#### Tasks to perform:
1. According to the safety seminar guidelines, why must demonstration liferafts be shipped as hazardous materials?
2. Carry on the safety seminar guidelines from the point where they stop.

#### Text to read:
Be sure the man overboard demonstration team has practiced the Quick-Stop and
Lifesling recovery techniques and can do them smoothly. If necessary, your
moderator may agree to arrive early to ensure adequate practice sessions. The
people who go into the water must wear survival suits. A manned rescue boat is
needed to deal with emergencies. The man overboard maneuvers must be
predictable, so the Moderator can describe accurately what is happening and what is
going to happen next. The raft inflation, helicopter pick-up and flare demonstrations
can be “winged” without rehearsal IF the crews have been briefed carefully, but NOT
the man overboard drill.

Reliable communication with boats is required at the control point. For each boat,
designate a full-time radio operator who doesn’t leave the radio location under any
circumstances. Continuous radio contact with the aircraft is an absolute
requirement, but the Coast Guard will generally provide an air controller to handle

A helicopter landing area may needed, complete with standby fire apparatus, etc.
Check with the U.S. Coast Guard and with local authorities well ahead of time for
these details.

SAFETY is a major issue throughout these practical demonstrations. It would not be
useful to have a volunteer injured during our seminar. Review safety procedures in
these demonstrations very carefully and provide more than adequate supervision to
avoid problems.

Demonstration liferafts.

Please allow ample time for shipping liferafts, as they must be shipped as hazardous
materials (containing flares and pressurized CO2 bottles).

An approved moderator is required before your seminar can be endorsed by US
SAILING. We have five from whom you can select; they are listed below. If you
would like to use someone else you can submit in writing a sailing and
teaching/speaking resume of your candidate along with your Organizer Agreement
for US SAILING approval. Your moderator should provide ongoing support as well
as organizing and promotional guidance in the months preceding the seminar.
He/she handles one or more of the key presentations, is the linkage between the
indoor sessions and those provided outdoors, and connects what is happening on
the water to the classroom presentations. A continuous stream of conversation with
the audience is useful and instructive. Moderators should be up-to-date safety
experts, experienced public speakers, and know their subjects cold.

US SAILING recommended Moderator list includes the following experts;

US SAILING Standard Seminar and ISAF Hands-On Training

Capt. John Bonds, USN (Ret)
(843) 971-9903 -voice/fax
253 Hobcaw Drive, Mt. Pleasant, SC 29464

Chuck Hawley
(831) 728-2700
West Marine, 500 Westridge Drive, Watsonville, CA 95076

Ralph Naranjo
(410) 263-2988
Cruising World Magazine, 300 Edgemere Drive, Annapolis, MD 21403

US SAILING Standard Seminar
Ron Trossbach, Past chairman US Sailing Safety at Sea Committee
(772) 463-2377 (703) 403-8408 cell

ISAF Hands–On Training
Ralph Steitz, Sailing Director of the US Merchant Marine Academy at Kings Point
(516) 773-5395

Your moderator should provide a Safety at Sea video, which includes videos of the
man overboard demonstration; this is a perfect tool to help summarize the
components of the exercise, and is an essential part of your seminar if you are

unable to include on-water demonstrations.

#### Material supplied:
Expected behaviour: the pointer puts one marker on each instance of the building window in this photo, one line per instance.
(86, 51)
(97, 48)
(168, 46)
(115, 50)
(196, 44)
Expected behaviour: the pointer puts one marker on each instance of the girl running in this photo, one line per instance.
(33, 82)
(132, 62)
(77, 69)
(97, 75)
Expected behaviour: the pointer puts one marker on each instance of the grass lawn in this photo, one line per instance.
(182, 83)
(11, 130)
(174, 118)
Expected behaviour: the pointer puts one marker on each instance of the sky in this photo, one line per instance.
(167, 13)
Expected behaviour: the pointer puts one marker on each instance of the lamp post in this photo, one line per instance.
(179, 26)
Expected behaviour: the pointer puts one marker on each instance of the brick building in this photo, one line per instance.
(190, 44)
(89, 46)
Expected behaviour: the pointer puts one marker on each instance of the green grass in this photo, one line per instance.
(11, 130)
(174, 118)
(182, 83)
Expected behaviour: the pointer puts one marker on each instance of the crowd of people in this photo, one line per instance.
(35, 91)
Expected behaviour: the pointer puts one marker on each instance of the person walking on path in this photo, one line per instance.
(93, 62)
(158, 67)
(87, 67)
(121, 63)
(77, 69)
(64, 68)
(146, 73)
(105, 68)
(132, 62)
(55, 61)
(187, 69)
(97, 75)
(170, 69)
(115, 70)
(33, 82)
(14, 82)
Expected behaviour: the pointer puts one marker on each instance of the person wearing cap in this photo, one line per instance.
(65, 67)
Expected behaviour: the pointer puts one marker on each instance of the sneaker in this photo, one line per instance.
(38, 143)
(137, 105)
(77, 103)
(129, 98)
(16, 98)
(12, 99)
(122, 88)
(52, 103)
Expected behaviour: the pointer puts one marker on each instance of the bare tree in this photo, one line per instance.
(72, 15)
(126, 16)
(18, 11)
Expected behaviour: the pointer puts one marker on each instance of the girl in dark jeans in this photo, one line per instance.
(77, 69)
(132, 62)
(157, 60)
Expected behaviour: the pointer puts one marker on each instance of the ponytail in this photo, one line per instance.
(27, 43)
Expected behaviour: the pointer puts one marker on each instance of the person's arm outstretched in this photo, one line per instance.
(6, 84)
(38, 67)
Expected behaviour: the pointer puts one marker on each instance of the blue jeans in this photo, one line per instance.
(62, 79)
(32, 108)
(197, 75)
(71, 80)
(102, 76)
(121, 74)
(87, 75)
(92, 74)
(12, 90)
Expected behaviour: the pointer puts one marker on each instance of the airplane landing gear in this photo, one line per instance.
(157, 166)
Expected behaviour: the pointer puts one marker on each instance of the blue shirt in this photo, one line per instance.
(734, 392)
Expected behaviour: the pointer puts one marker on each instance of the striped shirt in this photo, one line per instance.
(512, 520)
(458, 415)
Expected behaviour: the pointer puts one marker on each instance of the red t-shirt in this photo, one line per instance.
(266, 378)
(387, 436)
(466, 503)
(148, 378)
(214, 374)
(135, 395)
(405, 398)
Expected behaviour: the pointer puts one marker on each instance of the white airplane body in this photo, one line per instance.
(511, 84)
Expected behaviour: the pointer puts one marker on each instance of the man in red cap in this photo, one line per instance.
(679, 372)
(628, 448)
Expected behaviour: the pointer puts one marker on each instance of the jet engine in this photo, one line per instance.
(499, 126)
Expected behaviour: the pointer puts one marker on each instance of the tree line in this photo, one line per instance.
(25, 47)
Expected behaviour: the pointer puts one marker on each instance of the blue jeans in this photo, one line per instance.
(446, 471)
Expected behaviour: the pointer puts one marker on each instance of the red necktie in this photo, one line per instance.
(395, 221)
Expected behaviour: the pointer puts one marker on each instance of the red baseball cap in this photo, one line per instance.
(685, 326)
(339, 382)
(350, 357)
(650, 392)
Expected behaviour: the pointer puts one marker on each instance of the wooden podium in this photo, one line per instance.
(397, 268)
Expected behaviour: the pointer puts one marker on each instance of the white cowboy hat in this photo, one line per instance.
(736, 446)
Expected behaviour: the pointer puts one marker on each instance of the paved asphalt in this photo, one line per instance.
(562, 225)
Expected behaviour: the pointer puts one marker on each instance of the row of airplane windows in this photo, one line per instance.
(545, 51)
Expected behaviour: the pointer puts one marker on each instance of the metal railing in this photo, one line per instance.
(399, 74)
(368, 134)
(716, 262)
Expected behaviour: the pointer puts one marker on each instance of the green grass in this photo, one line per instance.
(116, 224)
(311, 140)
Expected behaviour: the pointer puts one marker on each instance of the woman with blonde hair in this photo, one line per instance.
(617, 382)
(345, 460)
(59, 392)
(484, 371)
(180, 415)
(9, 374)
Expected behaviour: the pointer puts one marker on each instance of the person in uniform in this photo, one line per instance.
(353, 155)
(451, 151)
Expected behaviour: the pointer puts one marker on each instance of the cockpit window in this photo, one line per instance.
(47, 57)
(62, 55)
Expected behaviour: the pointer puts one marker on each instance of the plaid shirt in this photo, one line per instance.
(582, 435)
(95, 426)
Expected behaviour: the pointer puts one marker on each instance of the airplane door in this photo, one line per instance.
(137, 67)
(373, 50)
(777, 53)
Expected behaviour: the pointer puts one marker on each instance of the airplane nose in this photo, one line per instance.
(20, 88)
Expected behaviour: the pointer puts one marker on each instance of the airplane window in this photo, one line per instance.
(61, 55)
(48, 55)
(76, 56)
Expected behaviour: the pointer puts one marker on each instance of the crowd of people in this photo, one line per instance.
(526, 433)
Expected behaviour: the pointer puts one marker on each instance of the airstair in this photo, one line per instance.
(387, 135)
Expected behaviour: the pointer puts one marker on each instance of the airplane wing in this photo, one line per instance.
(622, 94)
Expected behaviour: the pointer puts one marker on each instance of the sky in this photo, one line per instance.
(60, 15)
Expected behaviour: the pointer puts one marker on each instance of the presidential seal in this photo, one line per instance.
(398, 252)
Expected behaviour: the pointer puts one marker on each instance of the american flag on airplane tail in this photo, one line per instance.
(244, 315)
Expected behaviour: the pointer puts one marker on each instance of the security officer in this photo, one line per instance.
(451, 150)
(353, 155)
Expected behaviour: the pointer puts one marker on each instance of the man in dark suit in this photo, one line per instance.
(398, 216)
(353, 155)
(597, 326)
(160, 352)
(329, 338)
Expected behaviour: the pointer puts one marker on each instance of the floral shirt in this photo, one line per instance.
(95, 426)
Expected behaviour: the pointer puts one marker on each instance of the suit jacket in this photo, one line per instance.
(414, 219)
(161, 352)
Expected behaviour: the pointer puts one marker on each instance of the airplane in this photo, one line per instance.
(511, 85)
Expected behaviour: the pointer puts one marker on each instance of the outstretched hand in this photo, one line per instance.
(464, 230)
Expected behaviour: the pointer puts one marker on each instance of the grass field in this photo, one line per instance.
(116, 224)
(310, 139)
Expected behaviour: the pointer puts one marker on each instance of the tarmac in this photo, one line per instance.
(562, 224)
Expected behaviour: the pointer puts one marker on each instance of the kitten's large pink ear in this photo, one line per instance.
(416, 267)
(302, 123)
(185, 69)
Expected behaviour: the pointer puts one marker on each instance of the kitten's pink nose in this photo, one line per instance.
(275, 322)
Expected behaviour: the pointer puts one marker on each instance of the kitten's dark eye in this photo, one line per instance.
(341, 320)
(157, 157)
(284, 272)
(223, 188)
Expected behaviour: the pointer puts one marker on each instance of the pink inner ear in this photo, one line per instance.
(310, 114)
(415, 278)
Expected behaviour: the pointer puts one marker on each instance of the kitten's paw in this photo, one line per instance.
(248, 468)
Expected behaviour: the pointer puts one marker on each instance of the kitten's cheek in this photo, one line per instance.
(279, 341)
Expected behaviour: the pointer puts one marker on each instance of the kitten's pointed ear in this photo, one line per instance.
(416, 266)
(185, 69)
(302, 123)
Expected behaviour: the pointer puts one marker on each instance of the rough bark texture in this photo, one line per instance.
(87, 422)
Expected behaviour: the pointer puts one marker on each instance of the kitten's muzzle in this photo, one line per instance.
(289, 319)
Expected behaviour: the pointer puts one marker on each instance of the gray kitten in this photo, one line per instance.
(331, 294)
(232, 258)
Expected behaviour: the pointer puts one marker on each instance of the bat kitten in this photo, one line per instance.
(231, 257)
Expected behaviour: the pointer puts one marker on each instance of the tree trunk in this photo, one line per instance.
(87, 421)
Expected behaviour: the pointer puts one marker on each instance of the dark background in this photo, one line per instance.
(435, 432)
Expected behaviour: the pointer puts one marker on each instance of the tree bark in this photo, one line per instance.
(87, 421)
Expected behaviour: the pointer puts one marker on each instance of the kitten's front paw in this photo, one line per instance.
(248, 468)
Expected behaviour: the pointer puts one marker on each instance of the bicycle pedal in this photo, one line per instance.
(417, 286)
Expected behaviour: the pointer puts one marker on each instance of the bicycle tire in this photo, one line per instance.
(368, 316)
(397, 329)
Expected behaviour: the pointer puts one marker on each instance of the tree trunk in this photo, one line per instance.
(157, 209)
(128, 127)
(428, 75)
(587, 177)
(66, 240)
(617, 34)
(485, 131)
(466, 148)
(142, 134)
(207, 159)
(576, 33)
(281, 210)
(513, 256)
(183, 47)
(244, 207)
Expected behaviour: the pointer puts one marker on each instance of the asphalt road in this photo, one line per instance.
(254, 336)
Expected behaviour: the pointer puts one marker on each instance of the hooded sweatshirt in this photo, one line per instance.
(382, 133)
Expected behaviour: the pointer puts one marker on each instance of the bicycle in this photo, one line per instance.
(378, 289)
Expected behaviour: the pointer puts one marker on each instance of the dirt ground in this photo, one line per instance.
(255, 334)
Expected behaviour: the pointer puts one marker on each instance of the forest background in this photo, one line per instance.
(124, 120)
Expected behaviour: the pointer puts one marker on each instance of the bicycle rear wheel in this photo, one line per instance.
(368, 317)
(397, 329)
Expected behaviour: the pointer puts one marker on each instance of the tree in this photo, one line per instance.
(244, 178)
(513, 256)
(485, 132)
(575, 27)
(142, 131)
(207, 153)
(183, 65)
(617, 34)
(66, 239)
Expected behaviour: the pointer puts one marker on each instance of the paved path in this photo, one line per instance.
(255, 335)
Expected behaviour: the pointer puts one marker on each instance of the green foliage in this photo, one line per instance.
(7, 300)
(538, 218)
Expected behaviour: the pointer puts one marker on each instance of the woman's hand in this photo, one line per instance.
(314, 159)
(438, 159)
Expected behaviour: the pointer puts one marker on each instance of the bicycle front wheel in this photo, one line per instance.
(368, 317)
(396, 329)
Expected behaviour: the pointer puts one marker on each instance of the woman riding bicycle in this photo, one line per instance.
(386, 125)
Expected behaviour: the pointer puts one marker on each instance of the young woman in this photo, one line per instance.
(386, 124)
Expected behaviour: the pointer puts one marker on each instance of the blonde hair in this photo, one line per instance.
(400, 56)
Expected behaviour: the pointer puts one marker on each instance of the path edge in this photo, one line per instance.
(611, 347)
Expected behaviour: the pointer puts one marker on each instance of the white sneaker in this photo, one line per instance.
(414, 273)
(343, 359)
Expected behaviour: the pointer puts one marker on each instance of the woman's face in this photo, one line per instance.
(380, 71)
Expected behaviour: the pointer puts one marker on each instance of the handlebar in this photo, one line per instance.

#### Replies:
1. They contain flares and pressurized CO2 bottles.

2.
Along with all the help and advice the moderator will give you in the months leading
up to the event, and during the event itself, it is still very important to remember that
you must plan and build your organization carefully. Don't try to do it all with three or
four people. Establish an organization (logistics committee, funding committee,
program committee, publicity committee, on-the-water coordinator, etc.) and assign
responsibilities. Of particular importance, make sure someone with professional
experience handles publicity and promotion for your event, and give them this
responsibility at least four months in advance of your seminar date.

Pricing is a simple matter of determining expenses, deciding on differential pricing
structures and then setting ticket price. For the first year, structure revenues at 50
percent more than expenses, if full participation is gained. The next year you can
fine-tune your pricing based on experience -- and may have some up-front money
remaining to finance the preliminaries. Whatever your price, US SAILING requires
that a $5 Seminar discount be offered to its members as a condition of endorsement.

WEST MARINE and Landfall Navigation already lending both moral and financial
support to the Safety At Sea project, we feel confident that your seminar should not
need to seek out large commercial companies for additional sponsorship; we already
provide our approved seminars with demonstration flare kits, the Safety at Sea video
which includes the man-overboard section and enough ISAF Special Regulations
Governing Offshore and Oceanic Racing Including US Prescriptions and Safety
Recommendations for Cruising Sailboats, CRUISING WORLD Safety At Sea
magazines and Official Course Booklets for each attendee.

US SAILING requires an administrative fee of $25 for attendees. This fee will cover
the costs of the take-home publications provided, listing attendees, the date of
attendance and the completion of supplemental training for ISAF racing qualification
on the US SAILING Web Site plus the administrative help that the Offshore Office
will extend to you during the planning and execution phases of your seminar.

Differential pricing: Safety At Sea can be a major source of new membership for
your group. Reduced rates for your members can provide a good payback for
memberships. A membership booth in the lobby might be worth the effort, too.
Obviously, this sort of thing complicates the calculations regarding how much to
charge, as you don't know the mix of audience until they ask for tickets -- but it might
be worth the effort. A $90 admission fee for non-members, $85 for either US
SAILING or club memberships and $80 if they are members of both seems fair; if the
cost of the event (including lunch and the US SAILING fee) was calculated to be
between $55 and $60.

You can fine-tune the pricing for subsequent years and set up a fenced account for
profits. The $90 fee should not deter many non-members who own boats. Again,
we're happy to discuss these aspects with you.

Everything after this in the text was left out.